Dataset content >>

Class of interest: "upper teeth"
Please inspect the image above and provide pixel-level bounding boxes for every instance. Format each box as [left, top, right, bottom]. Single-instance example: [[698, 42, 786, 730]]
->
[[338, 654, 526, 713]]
---
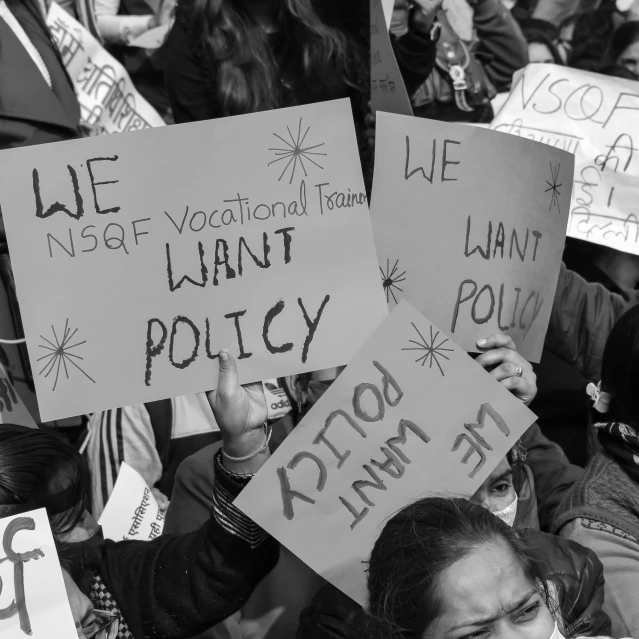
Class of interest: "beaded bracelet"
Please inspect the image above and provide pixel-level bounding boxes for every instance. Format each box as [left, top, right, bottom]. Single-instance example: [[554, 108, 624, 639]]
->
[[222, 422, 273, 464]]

Instruction >>
Count the lines in the entries above that contain the word "image", and give only that number.

Reply to the task >>
2